(EXCERPT TO READ)
******************************

FDR - Jean Edward Smith [296]
Public reaction was overwhelmingly favorable. On Capitol Hill criticism was muted. The transaction was so manifestly to America’s advantage that even the most ardent isolationists found it difficult to find footing. Litigation brought by individual citizens to challenge the constitutionality of FDR’s action was routinely dismissed by federal district courts because the plaintiffs lacked standing to sue.78
The destroyer deal jump-started Roosevelt’s reelection campaign. A Gallup Poll in late August showed FDR and Willkie in a virtual dead heat, the president leading 51 to 49 percent. By mid-September Roosevelt had opened a ten-point gap.79 Willkie had failed to find a winning issue or to breach the New Deal coalition. Despite his endorsement by John L. Lewis, American workers remained staunchly Democratic. Willkie was booed from factory windows in Detroit, he was egged in Pontiac, and a rock was hurled through his train window in Grand Rapids.80 Stories circulated about his German ancestry, about signs in his Indiana hometown reading “Nigger, don’t let the sun go down on you.”81 Willkie’s unpolished campaign style was both an asset and a liability. Voters responded favorably to his openness and unaffected sincerity, but his inexperience on the stump led to more than the usual number of foot-in-mouth encounters. Speaking to a labor audience in Pittsburgh he announced he would appoint a secretary of labor directly from the ranks of organized labor—a slam at Frances Perkins that drew raucous cheers. Hoping to get another big hand he added gratuitously, “And it will not be a woman either.”

******************************

(GIVEN EXERCISE A)
Answer these questions using the excerpt about Roosevelt's reelection campaign:
(i) Why did federal district courts dismiss the suits that individual citizens brought against FDR's action?
(ii) What were the figures in the Gallup Poll taken in late August?
(iii) From where did Willkie tell the Pittsburgh labor audience he would pick his secretary of labor?
The text and the records have no connection to each other.

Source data
******************************

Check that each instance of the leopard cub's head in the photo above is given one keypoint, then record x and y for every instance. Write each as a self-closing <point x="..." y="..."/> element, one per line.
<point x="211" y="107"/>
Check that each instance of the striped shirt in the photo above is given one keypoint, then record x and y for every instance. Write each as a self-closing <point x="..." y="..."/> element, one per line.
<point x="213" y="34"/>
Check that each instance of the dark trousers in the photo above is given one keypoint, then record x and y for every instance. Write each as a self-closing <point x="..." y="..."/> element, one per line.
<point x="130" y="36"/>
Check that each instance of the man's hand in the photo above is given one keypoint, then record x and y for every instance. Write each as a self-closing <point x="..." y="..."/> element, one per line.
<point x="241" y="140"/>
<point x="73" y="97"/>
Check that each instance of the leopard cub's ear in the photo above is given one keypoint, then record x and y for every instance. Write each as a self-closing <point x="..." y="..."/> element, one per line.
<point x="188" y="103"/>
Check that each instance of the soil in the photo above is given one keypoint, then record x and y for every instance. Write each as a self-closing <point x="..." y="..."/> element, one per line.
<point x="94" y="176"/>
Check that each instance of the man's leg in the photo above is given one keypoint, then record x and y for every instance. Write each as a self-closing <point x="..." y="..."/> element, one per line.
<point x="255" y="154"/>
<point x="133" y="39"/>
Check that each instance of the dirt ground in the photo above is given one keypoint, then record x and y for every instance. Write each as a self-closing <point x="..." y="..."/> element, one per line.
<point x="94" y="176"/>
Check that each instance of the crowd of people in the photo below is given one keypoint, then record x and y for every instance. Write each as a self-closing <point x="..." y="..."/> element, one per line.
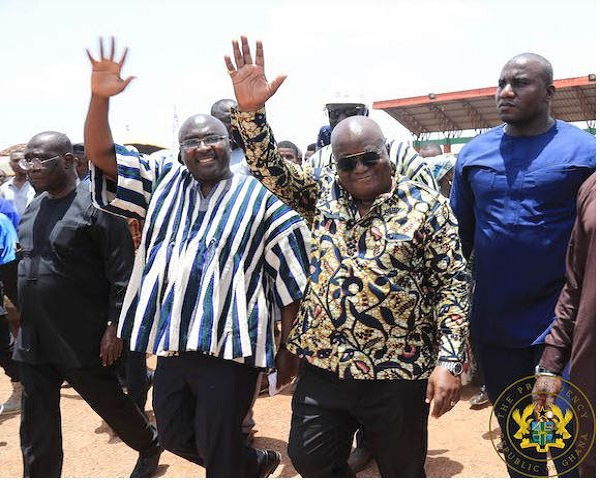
<point x="362" y="271"/>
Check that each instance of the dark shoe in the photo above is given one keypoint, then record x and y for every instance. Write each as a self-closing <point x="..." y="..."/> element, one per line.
<point x="146" y="465"/>
<point x="480" y="398"/>
<point x="270" y="461"/>
<point x="248" y="437"/>
<point x="359" y="458"/>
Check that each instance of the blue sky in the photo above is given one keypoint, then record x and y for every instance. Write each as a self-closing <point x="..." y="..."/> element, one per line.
<point x="377" y="50"/>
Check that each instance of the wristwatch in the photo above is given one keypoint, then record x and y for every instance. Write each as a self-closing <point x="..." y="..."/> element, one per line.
<point x="544" y="372"/>
<point x="455" y="368"/>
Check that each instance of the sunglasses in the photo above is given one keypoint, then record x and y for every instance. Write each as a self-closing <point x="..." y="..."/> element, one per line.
<point x="36" y="163"/>
<point x="197" y="142"/>
<point x="337" y="112"/>
<point x="368" y="159"/>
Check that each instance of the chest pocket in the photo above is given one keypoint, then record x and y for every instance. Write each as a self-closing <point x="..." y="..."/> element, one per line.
<point x="486" y="182"/>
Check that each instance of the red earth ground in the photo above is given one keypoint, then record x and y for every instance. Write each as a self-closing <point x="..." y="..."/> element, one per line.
<point x="460" y="444"/>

******************************

(GIVEN EXERCISE B) In the records, multiply each x and y coordinate in the answers by 0.3 and round to whole numbers, rounding halves up. Do this for the stretch from the line containing "Check that each instance of the dark shoe" through the end of the records. Rewrite only that stretch in full, with its request lines included.

(EXERCISE OUTPUT A)
(i) The plaintiffs lacked standing to sue.
(ii) The president led 51 to 49 percent.
(iii) Directly from the ranks of organized labor.

(EXERCISE OUTPUT B)
Check that each instance of the dark shoe in the photo above is given one keypoint, then record x and y for every instance. Write each as a self-closing <point x="..." y="..."/> element, one per line.
<point x="44" y="140"/>
<point x="144" y="119"/>
<point x="81" y="138"/>
<point x="74" y="131"/>
<point x="108" y="137"/>
Check that each instance of the blue sky in the photo above is given one keypoint, then record x and y for every instance. Write each as a self-closing <point x="..." y="..."/> element, one per line.
<point x="113" y="15"/>
Check that each instance of the wristwatch in the photo above is given one keypoint, then record x and y for every instance. Write each as a self-closing <point x="..." y="..."/> element, one per line.
<point x="163" y="112"/>
<point x="137" y="110"/>
Check that each instance of the sunglasses in the photo above is given one keypoint, then record x and y for every instance. Write each as a self-closing <point x="..." y="..."/> element, one per line.
<point x="11" y="49"/>
<point x="59" y="43"/>
<point x="101" y="34"/>
<point x="110" y="48"/>
Check that each instance of the chest pocket in the photo above is given one keypoint, then record x and y for every instance. Write each as a self-closing <point x="..." y="..."/> element, one per line.
<point x="146" y="55"/>
Check that each instance of the red earth ground in the photo above is given one keypoint, then record x and y for every instance. Write each as a self-closing <point x="..." y="..."/> element, one per line.
<point x="138" y="133"/>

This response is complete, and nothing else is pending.